About this exercise: The records are to be copied exactly and in full.

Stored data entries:
════════
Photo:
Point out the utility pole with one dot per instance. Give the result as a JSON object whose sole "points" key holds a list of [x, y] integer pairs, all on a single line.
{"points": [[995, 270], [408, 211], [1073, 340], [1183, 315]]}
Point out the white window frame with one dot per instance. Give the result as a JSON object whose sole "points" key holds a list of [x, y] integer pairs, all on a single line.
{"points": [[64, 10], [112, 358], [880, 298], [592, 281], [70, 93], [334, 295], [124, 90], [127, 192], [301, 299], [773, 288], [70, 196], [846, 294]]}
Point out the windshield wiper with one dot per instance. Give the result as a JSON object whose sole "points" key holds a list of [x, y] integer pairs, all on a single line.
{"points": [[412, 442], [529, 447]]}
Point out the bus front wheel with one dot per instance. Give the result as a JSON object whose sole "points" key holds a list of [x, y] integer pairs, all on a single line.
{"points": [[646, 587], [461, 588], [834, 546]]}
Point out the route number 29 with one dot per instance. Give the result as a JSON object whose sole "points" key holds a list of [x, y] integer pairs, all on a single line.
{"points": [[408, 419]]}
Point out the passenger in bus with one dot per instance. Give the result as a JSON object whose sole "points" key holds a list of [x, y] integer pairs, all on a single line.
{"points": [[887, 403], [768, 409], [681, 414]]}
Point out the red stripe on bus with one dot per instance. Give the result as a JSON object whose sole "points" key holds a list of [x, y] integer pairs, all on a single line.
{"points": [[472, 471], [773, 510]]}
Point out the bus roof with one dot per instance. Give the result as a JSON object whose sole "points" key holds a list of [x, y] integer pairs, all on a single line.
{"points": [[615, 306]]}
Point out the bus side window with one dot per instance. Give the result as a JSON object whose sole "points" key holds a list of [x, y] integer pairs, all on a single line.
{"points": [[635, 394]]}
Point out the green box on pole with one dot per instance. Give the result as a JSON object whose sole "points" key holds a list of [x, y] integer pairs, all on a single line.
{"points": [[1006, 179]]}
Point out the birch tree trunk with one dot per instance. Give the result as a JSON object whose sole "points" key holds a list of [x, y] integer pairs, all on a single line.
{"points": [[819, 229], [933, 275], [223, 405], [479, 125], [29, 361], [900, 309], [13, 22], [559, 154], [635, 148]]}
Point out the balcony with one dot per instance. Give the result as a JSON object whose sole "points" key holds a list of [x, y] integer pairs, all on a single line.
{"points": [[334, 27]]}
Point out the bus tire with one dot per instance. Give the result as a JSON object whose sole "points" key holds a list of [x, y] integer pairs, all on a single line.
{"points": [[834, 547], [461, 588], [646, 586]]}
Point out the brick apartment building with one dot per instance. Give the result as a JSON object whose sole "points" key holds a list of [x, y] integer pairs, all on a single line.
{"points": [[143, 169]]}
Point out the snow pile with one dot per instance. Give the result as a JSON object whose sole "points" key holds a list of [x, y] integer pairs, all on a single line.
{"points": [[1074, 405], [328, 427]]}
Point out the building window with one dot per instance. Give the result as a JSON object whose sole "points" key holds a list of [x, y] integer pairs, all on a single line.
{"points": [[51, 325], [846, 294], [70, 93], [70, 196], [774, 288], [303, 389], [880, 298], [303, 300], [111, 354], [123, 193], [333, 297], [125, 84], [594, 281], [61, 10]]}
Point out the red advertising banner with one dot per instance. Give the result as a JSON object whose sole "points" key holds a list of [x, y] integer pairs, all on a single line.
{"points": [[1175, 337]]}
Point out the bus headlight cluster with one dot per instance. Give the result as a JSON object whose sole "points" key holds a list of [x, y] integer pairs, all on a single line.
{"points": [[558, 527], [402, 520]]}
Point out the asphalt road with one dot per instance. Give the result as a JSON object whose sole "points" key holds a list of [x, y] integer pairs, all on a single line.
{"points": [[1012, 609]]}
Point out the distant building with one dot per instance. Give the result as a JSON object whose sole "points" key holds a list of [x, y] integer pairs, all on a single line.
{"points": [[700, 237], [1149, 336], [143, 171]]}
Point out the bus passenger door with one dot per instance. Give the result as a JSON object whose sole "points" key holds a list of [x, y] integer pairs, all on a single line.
════════
Answer:
Photo:
Point out the utility pole with one dot per instance. Give the result as a JSON object whose sole "points" key holds a list of [x, y] integer pairs, all on a single line.
{"points": [[995, 270], [408, 211], [1073, 340], [1183, 315]]}
Point out the white window frame with one dot per instance. Give the result as a JSON object whose sole "points" key holds a list of [x, y] integer pairs, all on a single line.
{"points": [[64, 10], [112, 358], [880, 298], [592, 281], [70, 93], [334, 295], [124, 90], [127, 192], [301, 299], [773, 288], [70, 196], [846, 294]]}
Point out the windshield wiper with one dot per instance. Give the result as a JSON object whose sole "points" key holds a list of [x, y] integer pairs, all on a single line.
{"points": [[412, 442], [529, 447]]}
Point out the bus front wheel with one dot per instance. Give the result as a JSON object whose sole "points" key holds a list of [x, y] integer pairs, all on a single line.
{"points": [[646, 587], [461, 588], [834, 546]]}
Point out the route number 29 with one dot per instance. Give the result as a JSON object whose sole "points" key holds a list of [x, y] integer pairs, all on a single line.
{"points": [[408, 419]]}
Point out the passenger in bus with one dot per instance. Give the result as a JSON object whose sole "points" key holds a list of [x, y] integer pairs, all on a single line.
{"points": [[887, 403], [768, 409], [681, 414]]}
Point out the red stripe on bus with one dot per instance. Give the result as a JSON object whose sole "points" key holds a list of [x, y] integer pairs, all on a single line.
{"points": [[472, 471], [773, 510]]}
Point out the bus roof with one dot per instance. Give the result as a JSON object whose sole "points" key holds a list of [x, y] integer pairs, all on a single line.
{"points": [[615, 306]]}
Point out the bus side window with one dot per instance. Give the result as a JSON object whose sole "points" key holds a list of [x, y] integer pairs, all on a single line.
{"points": [[635, 394]]}
Point out the green box on pole with one dot per instance. Give the result as a JSON object whose sole "points" key holds a list of [x, y] integer pairs, all on a single line.
{"points": [[1006, 179]]}
Point out the birch tree trunk with one dot per instance. Give the result as a JSON object whose sole "points" key holds a list of [x, y] integer pairs, all on a single line.
{"points": [[819, 229], [933, 275], [223, 405], [479, 125], [29, 361], [900, 309], [13, 22], [559, 154], [635, 148]]}
Point out the balcony with one dot per instance. Give the result as a JSON object whose sole "points" key holds a list of [x, y] integer pairs, all on a single line.
{"points": [[334, 27]]}
Point out the bus tire with one dot per instance. Give the result as a JSON object whose sole "points" key holds a list of [x, y] integer pairs, all on a single line.
{"points": [[834, 547], [461, 588], [646, 586]]}
Point out the brick apartment building with one dot per instance. Give the result as a JSON object whose sole "points" key holds a list of [x, y] integer pairs, all on a single line.
{"points": [[143, 169]]}
Point out the snow pile with one dot per instance. Give the result as a JSON object whose sole "points" key holds a list of [x, y] integer pairs, all on a single line.
{"points": [[1074, 405], [328, 427]]}
Point out the building window with one dot per instance. Give the result as a JSON object whose sole "points" key holds a list of [x, y] integer pairs, all on a single line.
{"points": [[51, 325], [846, 294], [70, 93], [70, 196], [774, 288], [303, 389], [880, 298], [303, 300], [111, 354], [123, 193], [333, 297], [125, 84], [594, 281], [61, 10]]}
Point out the red advertising banner with one dot per instance. Give the result as a JSON object whose sole "points" key holds a list of [x, y] integer pairs, all on a single line.
{"points": [[1175, 337]]}
Point out the bus headlight cluster with one dot per instance. Give the result as a JSON object whose sole "points" key holds a list of [x, y] integer pairs, all on a single line.
{"points": [[558, 527], [402, 520]]}
Point out the asphalt road with one dot per instance. Give the result as a JSON object whose sole "points" key holds a list of [x, y] integer pairs, all on a single line.
{"points": [[1012, 609]]}
Point out the distant building with one dot per instance. Give the result as a JSON object whose sole "points" key holds a list of [x, y] integer pairs, all on a single line.
{"points": [[700, 237], [1149, 336], [143, 171]]}
Point out the bus passenger door with one dot per instance. Give the result as a JSON object whose sole "points" key holds a list of [x, y] integer pairs, all on a single line.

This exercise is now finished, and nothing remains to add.